◆ **Text section**:
....
In the accounting of Republicans who have various issues with the American Health Care Act, a.k.a Trumpcare, a.k.a. RinoCare, a.k.a. Obamacare 2.0, one important group that you might miss or misunderstand is Republican governors. According to a report in Politico, the number of GOP governors who have “expressed strong support” for their party’s plan is exactly zero, while 15 have voiced varying concerns.
You might think the kvetching governors are all upset about the Medicaid cuts in the bill which will affect beneficiaries in states that accepted the Affordable Care Act’s Medicaid expansion beginning in 2020. And that’s true of some. Others, however, are conservatives who agree with some of their counterparts in Washington that the plan is too much like Obamacare.
But something they probably all agree on involves the long-term trajectory of Medicaid, in which federal allotments to the states will be limited by a per capita cap. In the long history of proposals for these kind of limitations on federal responsibility for Medicaid, the idea has always been to ask states to take on more fiscal responsibility for beneficiaries in exchange for getting maximum flexibility in dealing with the program’s requirements and procedures. Unfortunately for governors, AHCA has the spending cuts without the flexibility.
....
◆ **Stored data**:
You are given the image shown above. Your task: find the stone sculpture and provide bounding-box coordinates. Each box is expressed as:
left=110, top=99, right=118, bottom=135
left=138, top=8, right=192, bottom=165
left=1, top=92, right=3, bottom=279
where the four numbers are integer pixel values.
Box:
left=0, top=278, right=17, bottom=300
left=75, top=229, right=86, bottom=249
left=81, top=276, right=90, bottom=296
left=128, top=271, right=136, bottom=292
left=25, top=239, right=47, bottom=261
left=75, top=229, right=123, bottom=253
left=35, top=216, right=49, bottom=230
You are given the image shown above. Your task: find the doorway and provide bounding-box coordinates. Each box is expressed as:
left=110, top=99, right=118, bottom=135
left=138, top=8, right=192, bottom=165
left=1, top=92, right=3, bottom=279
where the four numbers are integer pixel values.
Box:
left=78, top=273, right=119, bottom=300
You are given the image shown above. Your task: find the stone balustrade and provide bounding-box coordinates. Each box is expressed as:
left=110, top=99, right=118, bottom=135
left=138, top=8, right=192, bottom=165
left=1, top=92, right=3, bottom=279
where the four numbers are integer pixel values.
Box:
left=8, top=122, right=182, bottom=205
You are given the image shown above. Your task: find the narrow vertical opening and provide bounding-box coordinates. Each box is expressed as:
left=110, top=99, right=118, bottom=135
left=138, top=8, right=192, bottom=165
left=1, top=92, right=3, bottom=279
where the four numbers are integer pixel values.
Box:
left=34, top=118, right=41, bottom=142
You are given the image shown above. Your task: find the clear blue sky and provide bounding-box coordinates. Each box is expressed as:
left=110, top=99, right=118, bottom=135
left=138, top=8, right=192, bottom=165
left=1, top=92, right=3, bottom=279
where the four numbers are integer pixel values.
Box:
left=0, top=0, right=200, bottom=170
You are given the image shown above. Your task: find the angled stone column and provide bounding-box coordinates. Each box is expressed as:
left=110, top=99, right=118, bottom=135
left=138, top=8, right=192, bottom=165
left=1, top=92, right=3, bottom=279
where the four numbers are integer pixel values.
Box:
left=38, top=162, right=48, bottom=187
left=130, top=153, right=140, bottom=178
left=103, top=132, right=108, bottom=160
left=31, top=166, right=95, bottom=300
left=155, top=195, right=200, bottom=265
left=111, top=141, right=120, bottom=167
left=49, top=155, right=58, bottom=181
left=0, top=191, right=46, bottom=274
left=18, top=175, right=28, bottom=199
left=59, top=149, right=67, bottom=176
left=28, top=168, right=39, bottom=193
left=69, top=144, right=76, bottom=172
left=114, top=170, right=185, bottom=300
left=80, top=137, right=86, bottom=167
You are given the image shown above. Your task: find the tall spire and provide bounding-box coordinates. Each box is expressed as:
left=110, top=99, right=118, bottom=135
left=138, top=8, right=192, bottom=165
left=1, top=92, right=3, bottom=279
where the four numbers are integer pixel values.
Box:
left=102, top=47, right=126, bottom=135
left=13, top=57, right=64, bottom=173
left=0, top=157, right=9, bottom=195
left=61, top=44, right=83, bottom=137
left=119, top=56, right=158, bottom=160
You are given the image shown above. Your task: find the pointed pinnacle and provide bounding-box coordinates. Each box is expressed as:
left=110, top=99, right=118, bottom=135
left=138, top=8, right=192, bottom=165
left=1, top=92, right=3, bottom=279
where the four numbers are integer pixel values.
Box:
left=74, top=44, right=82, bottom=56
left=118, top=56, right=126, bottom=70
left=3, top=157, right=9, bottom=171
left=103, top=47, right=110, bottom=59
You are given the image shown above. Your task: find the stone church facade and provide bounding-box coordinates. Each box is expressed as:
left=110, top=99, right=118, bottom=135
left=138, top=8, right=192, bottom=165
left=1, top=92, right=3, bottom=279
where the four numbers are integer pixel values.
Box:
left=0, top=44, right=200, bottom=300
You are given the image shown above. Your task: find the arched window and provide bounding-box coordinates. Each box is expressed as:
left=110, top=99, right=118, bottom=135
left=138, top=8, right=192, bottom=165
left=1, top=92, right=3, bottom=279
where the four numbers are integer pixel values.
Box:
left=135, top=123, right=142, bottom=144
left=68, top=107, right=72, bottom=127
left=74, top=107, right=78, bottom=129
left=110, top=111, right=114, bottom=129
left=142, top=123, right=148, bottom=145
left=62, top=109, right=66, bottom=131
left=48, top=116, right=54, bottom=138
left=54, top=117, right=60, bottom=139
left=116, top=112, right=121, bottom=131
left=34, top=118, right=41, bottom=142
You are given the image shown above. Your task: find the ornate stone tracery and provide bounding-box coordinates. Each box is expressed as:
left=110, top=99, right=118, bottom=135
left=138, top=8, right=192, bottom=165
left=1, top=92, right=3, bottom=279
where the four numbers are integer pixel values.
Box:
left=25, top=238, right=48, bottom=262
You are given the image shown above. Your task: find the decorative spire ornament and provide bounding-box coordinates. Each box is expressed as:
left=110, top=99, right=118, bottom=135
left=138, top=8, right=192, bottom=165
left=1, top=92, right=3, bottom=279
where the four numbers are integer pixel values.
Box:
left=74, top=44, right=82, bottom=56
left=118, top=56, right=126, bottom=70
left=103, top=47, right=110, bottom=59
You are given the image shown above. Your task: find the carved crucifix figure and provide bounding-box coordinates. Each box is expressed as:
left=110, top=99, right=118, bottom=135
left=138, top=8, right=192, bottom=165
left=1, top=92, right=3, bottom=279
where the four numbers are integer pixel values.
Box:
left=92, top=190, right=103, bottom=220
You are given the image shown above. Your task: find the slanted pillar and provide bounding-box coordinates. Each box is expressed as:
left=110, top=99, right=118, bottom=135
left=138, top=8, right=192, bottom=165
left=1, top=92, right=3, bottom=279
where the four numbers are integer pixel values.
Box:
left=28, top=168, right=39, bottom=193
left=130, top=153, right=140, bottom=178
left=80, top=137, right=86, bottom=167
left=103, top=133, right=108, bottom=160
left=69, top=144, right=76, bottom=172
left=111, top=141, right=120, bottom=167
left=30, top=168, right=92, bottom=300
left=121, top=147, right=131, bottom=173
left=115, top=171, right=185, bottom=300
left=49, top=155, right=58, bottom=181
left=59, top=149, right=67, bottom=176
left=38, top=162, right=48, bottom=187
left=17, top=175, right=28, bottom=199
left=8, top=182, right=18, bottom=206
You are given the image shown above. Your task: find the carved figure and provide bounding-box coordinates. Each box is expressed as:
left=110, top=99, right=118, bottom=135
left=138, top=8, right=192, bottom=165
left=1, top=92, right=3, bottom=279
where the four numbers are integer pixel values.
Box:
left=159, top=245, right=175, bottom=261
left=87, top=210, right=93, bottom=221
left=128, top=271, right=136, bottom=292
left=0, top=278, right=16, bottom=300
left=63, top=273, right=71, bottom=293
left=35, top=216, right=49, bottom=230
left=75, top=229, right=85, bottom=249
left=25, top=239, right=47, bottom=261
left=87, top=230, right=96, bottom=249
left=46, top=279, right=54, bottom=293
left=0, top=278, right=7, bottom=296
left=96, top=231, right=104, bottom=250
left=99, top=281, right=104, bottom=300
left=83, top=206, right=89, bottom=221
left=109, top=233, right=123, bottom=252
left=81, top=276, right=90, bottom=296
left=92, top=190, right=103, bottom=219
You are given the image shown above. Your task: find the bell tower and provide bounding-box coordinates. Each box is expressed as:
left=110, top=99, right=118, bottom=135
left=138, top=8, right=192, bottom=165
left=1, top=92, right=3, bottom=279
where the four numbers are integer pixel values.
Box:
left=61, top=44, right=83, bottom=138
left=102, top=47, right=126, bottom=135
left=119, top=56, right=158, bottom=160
....
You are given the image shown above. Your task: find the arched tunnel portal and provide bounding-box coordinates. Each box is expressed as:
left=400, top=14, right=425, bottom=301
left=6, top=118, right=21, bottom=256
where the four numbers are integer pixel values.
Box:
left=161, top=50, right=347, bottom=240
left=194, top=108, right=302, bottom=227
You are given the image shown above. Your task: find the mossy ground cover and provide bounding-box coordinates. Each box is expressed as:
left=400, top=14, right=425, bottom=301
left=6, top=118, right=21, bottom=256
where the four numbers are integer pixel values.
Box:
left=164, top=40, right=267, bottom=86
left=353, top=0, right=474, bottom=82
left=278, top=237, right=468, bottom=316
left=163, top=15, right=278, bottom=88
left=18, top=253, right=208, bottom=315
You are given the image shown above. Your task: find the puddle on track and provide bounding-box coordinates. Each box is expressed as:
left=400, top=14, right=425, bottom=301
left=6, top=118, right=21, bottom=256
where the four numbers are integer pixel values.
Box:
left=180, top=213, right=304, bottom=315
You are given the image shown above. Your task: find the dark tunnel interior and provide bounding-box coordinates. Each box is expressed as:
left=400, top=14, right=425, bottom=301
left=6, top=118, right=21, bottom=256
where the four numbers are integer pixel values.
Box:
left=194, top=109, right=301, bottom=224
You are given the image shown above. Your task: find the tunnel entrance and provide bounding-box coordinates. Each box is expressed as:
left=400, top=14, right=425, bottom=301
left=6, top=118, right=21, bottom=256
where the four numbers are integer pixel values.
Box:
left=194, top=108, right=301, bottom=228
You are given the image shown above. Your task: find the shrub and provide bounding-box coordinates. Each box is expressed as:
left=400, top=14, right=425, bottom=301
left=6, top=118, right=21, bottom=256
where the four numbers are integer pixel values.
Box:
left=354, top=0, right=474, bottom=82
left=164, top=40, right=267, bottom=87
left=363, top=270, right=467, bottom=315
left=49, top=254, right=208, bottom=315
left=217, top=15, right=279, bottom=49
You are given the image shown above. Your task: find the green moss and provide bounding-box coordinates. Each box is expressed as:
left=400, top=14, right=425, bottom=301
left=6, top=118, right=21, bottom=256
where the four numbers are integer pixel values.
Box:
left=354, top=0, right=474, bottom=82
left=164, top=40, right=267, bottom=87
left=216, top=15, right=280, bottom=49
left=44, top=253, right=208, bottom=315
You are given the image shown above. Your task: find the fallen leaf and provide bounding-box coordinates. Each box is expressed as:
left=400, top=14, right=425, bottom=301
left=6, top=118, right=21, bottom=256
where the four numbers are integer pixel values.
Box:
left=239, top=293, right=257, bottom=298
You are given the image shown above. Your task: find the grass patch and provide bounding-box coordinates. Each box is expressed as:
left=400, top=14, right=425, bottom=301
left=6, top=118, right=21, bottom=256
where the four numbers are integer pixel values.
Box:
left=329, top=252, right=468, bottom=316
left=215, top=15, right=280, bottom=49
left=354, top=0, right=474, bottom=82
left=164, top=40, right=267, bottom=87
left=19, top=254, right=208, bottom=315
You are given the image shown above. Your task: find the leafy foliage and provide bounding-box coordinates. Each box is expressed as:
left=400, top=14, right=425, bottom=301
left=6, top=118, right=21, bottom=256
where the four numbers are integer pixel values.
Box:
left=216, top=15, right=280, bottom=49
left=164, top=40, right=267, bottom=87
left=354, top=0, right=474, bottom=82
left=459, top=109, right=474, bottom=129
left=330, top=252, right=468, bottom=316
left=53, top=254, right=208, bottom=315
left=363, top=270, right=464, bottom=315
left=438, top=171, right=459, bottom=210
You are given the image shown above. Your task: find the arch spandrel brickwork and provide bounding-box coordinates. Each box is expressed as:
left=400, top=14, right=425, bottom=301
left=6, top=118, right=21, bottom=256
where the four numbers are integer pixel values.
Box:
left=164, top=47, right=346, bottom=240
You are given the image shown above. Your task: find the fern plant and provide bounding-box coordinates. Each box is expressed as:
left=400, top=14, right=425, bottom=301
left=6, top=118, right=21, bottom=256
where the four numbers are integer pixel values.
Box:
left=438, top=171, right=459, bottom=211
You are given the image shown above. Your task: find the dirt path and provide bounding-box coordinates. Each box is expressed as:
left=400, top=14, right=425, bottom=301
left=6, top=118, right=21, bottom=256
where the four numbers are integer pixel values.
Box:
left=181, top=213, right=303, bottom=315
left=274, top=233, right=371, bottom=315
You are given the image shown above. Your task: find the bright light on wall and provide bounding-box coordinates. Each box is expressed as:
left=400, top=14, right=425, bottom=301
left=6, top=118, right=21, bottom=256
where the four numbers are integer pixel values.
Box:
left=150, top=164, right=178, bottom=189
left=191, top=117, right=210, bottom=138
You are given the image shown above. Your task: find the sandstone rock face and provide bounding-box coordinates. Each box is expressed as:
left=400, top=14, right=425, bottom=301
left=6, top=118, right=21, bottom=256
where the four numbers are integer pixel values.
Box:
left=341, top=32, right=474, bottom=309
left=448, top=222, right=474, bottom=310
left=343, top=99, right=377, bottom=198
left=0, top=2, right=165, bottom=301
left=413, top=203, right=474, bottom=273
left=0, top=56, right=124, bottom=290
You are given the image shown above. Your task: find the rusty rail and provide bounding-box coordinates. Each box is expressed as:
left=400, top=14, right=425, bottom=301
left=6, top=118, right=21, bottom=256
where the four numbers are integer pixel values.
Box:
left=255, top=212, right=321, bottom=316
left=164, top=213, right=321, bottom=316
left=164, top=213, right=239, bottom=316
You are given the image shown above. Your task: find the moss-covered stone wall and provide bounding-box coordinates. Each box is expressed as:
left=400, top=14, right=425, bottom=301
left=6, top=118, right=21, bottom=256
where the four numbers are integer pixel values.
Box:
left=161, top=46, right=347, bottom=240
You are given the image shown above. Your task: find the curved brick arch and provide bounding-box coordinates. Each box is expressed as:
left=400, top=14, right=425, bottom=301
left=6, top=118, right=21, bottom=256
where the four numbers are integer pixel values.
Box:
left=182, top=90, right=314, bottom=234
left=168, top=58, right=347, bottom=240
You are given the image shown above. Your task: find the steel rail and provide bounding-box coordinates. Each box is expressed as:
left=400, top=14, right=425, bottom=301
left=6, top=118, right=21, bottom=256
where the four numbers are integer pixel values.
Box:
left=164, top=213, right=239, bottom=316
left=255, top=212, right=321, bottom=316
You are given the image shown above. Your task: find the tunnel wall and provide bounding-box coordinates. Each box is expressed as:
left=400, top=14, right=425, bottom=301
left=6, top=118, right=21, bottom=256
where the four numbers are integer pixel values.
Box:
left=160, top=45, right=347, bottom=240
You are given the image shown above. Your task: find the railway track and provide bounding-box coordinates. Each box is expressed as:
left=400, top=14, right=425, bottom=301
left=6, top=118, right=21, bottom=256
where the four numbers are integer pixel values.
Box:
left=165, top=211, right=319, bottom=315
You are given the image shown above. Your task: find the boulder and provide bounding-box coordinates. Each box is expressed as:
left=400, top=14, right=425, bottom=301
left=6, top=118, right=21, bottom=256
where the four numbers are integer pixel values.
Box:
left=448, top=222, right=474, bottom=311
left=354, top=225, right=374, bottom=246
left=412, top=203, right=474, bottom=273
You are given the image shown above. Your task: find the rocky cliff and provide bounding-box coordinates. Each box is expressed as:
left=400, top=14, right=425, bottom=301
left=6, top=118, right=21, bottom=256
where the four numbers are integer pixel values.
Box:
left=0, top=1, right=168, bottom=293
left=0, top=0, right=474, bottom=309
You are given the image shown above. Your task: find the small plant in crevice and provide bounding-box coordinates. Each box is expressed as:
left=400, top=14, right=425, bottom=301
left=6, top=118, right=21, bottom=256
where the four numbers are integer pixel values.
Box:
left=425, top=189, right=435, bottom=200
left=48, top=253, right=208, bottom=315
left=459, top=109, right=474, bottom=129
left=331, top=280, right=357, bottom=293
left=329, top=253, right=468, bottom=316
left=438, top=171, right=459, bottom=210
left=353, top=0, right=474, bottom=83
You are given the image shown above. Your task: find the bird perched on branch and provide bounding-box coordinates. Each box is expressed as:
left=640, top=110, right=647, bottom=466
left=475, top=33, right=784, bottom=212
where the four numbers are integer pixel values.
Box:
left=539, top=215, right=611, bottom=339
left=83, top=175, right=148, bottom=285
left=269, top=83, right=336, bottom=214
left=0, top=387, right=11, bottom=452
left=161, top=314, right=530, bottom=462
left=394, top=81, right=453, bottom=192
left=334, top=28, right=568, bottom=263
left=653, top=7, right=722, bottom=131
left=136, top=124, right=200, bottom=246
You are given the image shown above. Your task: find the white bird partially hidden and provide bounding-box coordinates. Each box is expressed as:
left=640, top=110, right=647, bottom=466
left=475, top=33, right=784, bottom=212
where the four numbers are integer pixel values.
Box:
....
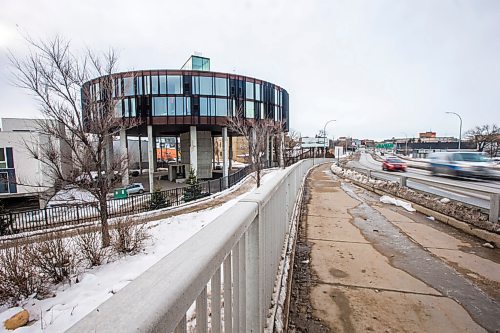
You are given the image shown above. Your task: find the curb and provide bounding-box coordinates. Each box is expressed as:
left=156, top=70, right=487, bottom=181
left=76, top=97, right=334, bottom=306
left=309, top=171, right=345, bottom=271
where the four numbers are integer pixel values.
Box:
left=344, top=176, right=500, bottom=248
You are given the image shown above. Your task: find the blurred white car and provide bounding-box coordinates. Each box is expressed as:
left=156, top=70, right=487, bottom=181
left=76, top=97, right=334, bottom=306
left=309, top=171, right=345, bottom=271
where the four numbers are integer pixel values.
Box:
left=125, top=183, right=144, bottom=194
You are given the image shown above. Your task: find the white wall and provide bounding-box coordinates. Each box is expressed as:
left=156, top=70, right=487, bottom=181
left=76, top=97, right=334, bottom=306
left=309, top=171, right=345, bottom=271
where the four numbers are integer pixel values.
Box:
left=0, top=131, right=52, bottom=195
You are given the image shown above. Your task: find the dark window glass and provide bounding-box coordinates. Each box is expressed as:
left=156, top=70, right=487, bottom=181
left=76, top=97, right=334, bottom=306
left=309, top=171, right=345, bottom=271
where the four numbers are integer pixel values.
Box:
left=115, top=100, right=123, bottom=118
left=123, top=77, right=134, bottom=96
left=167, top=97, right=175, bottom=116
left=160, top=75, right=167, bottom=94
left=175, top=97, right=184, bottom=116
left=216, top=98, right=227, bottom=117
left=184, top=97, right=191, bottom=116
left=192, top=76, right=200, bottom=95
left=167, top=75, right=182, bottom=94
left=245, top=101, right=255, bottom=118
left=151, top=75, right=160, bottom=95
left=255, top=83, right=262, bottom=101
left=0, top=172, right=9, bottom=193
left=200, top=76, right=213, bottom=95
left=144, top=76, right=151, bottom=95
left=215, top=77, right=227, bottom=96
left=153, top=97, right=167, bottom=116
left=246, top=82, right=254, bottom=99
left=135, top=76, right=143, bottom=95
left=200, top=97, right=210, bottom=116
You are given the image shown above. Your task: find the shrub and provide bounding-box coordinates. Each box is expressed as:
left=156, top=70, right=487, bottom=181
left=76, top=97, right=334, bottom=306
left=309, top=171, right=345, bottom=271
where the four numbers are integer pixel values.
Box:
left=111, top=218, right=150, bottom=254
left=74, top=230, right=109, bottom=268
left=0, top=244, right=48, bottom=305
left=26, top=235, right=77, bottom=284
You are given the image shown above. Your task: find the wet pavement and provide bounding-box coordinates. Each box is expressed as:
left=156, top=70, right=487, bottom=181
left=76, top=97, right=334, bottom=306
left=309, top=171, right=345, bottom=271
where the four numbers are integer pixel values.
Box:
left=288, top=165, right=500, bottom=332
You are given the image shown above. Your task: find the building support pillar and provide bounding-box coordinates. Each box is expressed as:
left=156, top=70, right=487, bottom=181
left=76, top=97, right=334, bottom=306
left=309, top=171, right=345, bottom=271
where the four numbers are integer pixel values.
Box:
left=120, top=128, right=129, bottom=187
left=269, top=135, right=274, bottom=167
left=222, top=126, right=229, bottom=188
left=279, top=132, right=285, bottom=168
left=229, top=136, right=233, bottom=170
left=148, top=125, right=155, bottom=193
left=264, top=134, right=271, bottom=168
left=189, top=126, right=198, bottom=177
....
◆ **Explore the material**:
• A. Please output the passage from the Republican governors text between "You might think" and "much like Obamacare.", inclusive.
• B. According to the Politico report cited in the text on Republican governors and the health care bill, how many GOP governors have voiced varying concerns about the plan?
The listing is separate material and has nothing to do with the text about Republican governors and the health care bill.

◆ **Solutions to the tasks**:
• A.
You might think the kvetching governors are all upset about the Medicaid cuts in the bill which will affect beneficiaries in states that accepted the Affordable Care Act’s Medicaid expansion beginning in 2020. And that’s true of some. Others, however, are conservatives who agree with some of their counterparts in Washington that the plan is too much like Obamacare.

• B. 15